→ Given text
*** Begin section ***

Over the years I’ve found that I go through periods where I become very intensely inspired about specific things – to the point that almost all I can think about is the project or projects that I’m working on. This can be extremely rewarding, but also incredibly frustrating, with no obvious way to manage effectively. It seemed like there was never any discernible rhyme or reason for when these times would strike or how long they would last; it could often be incredibly difficult to satisfy the creative impulses that came along, and most maddening of all – I wasn’t sure how to trigger them consciously.
In addition, it also felt like this kind of all-or-nothing drive was often easily misunderstood – including by myself – as a sort of careless impatience, or worse, an erratic string of obsessions which would fade away just as quickly as they had appeared – rather than a genuine, lasting interest. There’s nothing worse than feeling like something you have been working on intently for months and are passionate about might just be some latest flight of fancy.
Rather than just jumping endlessly from one new thing to the next, I realised that I was actually cycling through a few of the same creative outlets – focussing solely on one to the detriment of all the others. These cycles could run from days to weeks to months to years, and I had no real way to predict when they might end.
The nature of this meant that I felt guilty about neglecting my other passions, and inevitably made collaborative ventures especially tricky. For example, if I was currently deeply inspired about photographic expression, I found it almost impossible to garner enthusiasm for writing songs as part of a band.
The all-consuming nature of this kind of heady inspiration also means that you lose some objectivity in relation to whether what you are doing is actually any good – the constant desire to create pushing everything else aside. Even just considering this possibility was enough to drive me to despair. TL;DR I needed to find a better way to manage these driving forces.

*** End section ***

→ Exercise 1
From the piece on creative inspiration, pull out the passage word for word, beginning at "Over the years" and stopping after "trigger them consciously.".
→ Exercise 2
In the piece on creative inspiration, which pursuit, when the writer was deeply inspired by it, made it almost impossible to feel enthusiasm for writing songs in a band?
→ Exercise 3
Carry on the piece on creative inspiration from the point where it stops.

→ Data
*** Begin section ***

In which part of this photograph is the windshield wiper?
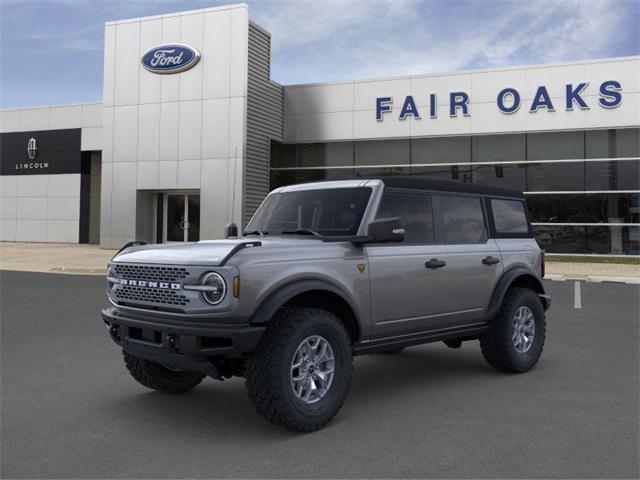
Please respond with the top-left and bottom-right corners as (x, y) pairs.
(242, 229), (269, 237)
(280, 228), (322, 237)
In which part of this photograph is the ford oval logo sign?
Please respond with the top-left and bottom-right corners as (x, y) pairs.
(140, 43), (200, 73)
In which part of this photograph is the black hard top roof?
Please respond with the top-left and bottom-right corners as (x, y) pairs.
(376, 176), (524, 199)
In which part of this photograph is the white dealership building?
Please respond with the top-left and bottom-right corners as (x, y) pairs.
(0, 4), (640, 255)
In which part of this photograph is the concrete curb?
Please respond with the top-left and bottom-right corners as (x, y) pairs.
(544, 274), (640, 285)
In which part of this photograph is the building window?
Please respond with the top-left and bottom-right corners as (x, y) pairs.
(491, 199), (529, 233)
(355, 140), (411, 165)
(585, 128), (640, 158)
(271, 142), (353, 168)
(471, 134), (527, 162)
(411, 165), (471, 183)
(527, 162), (585, 192)
(585, 193), (640, 223)
(411, 137), (471, 165)
(527, 193), (586, 223)
(471, 164), (527, 192)
(585, 160), (640, 191)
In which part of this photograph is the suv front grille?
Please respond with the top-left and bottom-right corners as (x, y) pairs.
(114, 285), (189, 306)
(114, 264), (189, 282)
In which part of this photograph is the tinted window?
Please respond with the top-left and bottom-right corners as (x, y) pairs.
(527, 162), (584, 192)
(376, 191), (433, 243)
(534, 225), (585, 253)
(245, 188), (371, 236)
(439, 195), (487, 244)
(491, 199), (529, 233)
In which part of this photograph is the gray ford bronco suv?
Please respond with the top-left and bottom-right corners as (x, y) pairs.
(102, 177), (550, 431)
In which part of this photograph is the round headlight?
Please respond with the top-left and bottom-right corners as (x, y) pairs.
(202, 272), (227, 305)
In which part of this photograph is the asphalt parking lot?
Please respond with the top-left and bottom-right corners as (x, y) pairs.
(0, 271), (640, 478)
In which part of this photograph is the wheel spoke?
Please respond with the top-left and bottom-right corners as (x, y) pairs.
(290, 335), (335, 404)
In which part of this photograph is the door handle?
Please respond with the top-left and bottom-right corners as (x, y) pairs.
(482, 255), (500, 265)
(424, 258), (447, 268)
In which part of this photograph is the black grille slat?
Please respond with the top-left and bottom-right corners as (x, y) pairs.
(114, 265), (189, 282)
(115, 285), (190, 306)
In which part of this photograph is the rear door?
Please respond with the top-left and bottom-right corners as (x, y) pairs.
(434, 194), (502, 325)
(365, 190), (449, 338)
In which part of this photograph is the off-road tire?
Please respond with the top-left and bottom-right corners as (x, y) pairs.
(480, 287), (546, 373)
(246, 307), (353, 432)
(122, 351), (205, 393)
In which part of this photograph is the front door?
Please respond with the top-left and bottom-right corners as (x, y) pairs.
(163, 193), (200, 242)
(365, 190), (450, 339)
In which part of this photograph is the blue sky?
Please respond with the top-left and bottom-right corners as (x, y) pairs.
(0, 0), (640, 107)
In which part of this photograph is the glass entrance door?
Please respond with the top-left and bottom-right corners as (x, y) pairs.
(163, 193), (200, 242)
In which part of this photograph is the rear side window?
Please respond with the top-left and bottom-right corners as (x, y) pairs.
(376, 191), (433, 243)
(439, 195), (488, 245)
(491, 199), (529, 233)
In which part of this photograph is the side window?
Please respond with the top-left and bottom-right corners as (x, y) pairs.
(376, 191), (433, 243)
(439, 195), (487, 245)
(491, 198), (529, 233)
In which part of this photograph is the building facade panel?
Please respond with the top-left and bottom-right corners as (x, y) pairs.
(0, 5), (640, 255)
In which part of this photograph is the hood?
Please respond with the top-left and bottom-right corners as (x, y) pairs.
(112, 236), (321, 266)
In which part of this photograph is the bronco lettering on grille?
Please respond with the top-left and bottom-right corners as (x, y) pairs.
(120, 278), (182, 290)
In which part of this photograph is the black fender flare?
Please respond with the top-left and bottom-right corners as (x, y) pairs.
(485, 267), (548, 321)
(249, 279), (360, 325)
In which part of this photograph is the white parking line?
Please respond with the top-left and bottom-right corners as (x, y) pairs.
(573, 281), (582, 308)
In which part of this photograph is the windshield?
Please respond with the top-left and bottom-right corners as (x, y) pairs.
(245, 187), (371, 236)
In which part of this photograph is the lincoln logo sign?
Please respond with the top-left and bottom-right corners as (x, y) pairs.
(376, 80), (622, 122)
(140, 44), (200, 73)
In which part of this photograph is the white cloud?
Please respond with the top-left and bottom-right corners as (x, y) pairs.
(251, 0), (636, 83)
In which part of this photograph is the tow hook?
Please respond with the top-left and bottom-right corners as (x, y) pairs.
(167, 334), (182, 353)
(107, 325), (120, 343)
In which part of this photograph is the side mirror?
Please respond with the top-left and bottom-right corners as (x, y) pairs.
(224, 223), (238, 238)
(368, 217), (404, 243)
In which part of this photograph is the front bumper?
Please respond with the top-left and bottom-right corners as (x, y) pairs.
(102, 307), (266, 378)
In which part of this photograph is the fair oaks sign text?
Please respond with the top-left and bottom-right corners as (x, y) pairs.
(376, 80), (622, 122)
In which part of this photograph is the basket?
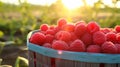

*** End section ***

→ Response area 1
Over the years I’ve found that I go through periods where I become very intensely inspired about specific things – to the point that almost all I can think about is the project or projects that I’m working on. This can be extremely rewarding, but also incredibly frustrating, with no obvious way to manage effectively. It seemed like there was never any discernible rhyme or reason for when these times would strike or how long they would last; it could often be incredibly difficult to satisfy the creative impulses that came along, and most maddening of all – I wasn’t sure how to trigger them consciously.

→ Response area 2
Photographic expression.

→ Response area 3
It has only been very recently that have I begun to get something of a handle on all of this. Now, rather than simply waiting for inspiration to strike and abandoning all other projects when it does until the juice runs out, I can strike something of a balance. Here are some of my observations and tips.
1. Avoid the gaps
Rather than see multiple outlets as being in competition with one another, I’ve come to realise (with insight from wiser people than I) that they can actually support and feed each other. For me (and I think many other creatively wired folk), having lots going on at once is far more preferable to hitting a period where I’m unable to do anything. Having various different passions means that I can shift from one to another and keep up the momentum across mediums – rather than hitting a total expressive block. It is much harder to find inspiration after that than it is if you are constantly inspired in separate areas.
2. Take a break
There are piles of books out there that will tell you the key to getting things done is to commit to doing a little bit each day. This path-of-least-resistance approach can be a great tactic to help get you over any initial procrastination, and build longer term habits. If you commit to playing guitar for five minutes a day, you are bound to find yourself playing far longer. However, when it comes to expressive outlets, the danger here is that you turn something you love doing into a chore, with the idea that you must constantly be progressing at least a little for it to be worthwhile. That kind of feeling kills creativity, and sometimes in order to find inspiration you need to give yourself space to take a break from something and then come back to it – without feeling guilty. This will pay dividends.
3. Grab inspiration when it comes
Of course, sometimes inspiration gloriously swells up from nowhere, and you need to make the most of it while you can. I came across a quote the other day from Margaret Qiao (from this awesome book) which puts it better than I ever could.
When you feel inspired, or have an idea, stop whatever you are doing and follow the inspiration. It’s very difficult to rekindle the spark once it goes out and impossible to conjure up on command.
This inspired me to write this post!
4. Seek out inspiration
Sometimes, you have no choice but to work on something – whether that’s because of deadlines, personal expectations, or because you are part of a collaboration. In these times, if you find yourself completely uninspired, it can be an incredibly taxing and difficult process.
As I mentioned, I previously just rode the waves of inspiration, jostling on the creative seas with no way to control what happened. I presumed that was all just part of the tortured artist process and revelled in the misery of it. However, what I’ve come to realise is that there are actually ways to help trigger periods of inspiration – you just have to actively seek them out.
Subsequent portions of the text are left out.